WHAT IS BEING ASKED: Copy the passage from "The record shows" to "the wrong face." in the piece on racism during the World Cup, switching "stadium" to "arena".

EXTRACT PROVIDED:
—————
Sparks: Increase in racism during World Cup reflects ‘growing pattern of abuse’
The spectators in the grandstand maintain a most exquisite devotion to the national colours until the young man on the pitch fails to provide them with a trophy, at which point the pack remembers its preference for blood.
These men carry the flag of their country across the field until they stumble, and then the crowd forgets the sweat of their brow and the strength of their limbs to treat them like strangers in their own house.
If a nation claims the glory of a man’s victory as its own, yet casts his personage aside in the hour of his defeat, it proves itself a house divided against the very principles it pretends to defend.
You write of a sporting spirit that unites the world, yet I observe that the men who provide the entertainment are granted a citizenship that expires the moment they miss a goal.
Thousands of people gather to watch twenty-two men kick a ball, and when the ball does not enter the net, they believe this gives them the right to reveal the violence they usually hide behind their hats.
It is quite logical to assume that the trajectory of a leather sphere determines whether a man is a national hero or a biological error, provided one ignores the fundamental nature of both men and spheres.
The record shows that the malice directed at these athletes follows a strict schedule of public failure, proving that the abuse is not an outburst of passion but a calculated reassertion of the old hierarchy.
Does the crowd hate the man because he is different, or do they only find his difference offensive when he fails to provide them with the pleasure of a win?
A man is a brother and a countryman as long as he is running toward the goal, but he becomes a foreigner the minute he stops to catch his breath.
We seek diversion in the stadium to avoid the silence of our own souls, only to find that even in our games, we cannot escape the wretchedness of our own pride.
From the middle of the screaming crowd, the roar of the game sounds less like sport and more like a hunt where the prey is anyone who dares to lose while wearing the wrong face.
They want the man to lead them to the promised land of victory, but they are ready to turn their guns on him the moment the path gets dark and the way gets hard.
There is a fence around the idea of sportsmanship that the modern world is eager to tear down, forgetting that the fence was built to keep the beast of the mob from devouring the players.
—————
PROVIDED INFORMATION:
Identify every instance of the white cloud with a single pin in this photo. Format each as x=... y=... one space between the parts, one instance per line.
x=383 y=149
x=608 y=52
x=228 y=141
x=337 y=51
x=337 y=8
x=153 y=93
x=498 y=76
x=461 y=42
—————
SOLUTION TO THIS PROBLEM:
The record shows that the malice directed at these athletes follows a strict schedule of public failure, proving that the abuse is not an outburst of passion but a calculated reassertion of the old hierarchy.
Does the crowd hate the man because he is different, or do they only find his difference offensive when he fails to provide them with the pleasure of a win?
A man is a brother and a countryman as long as he is running toward the goal, but he becomes a foreigner the minute he stops to catch his breath.
We seek diversion in the arena to avoid the silence of our own souls, only to find that even in our games, we cannot escape the wretchedness of our own pride.
From the middle of the screaming crowd, the roar of the game sounds less like sport and more like a hunt where the prey is anyone who dares to lose while wearing the wrong face.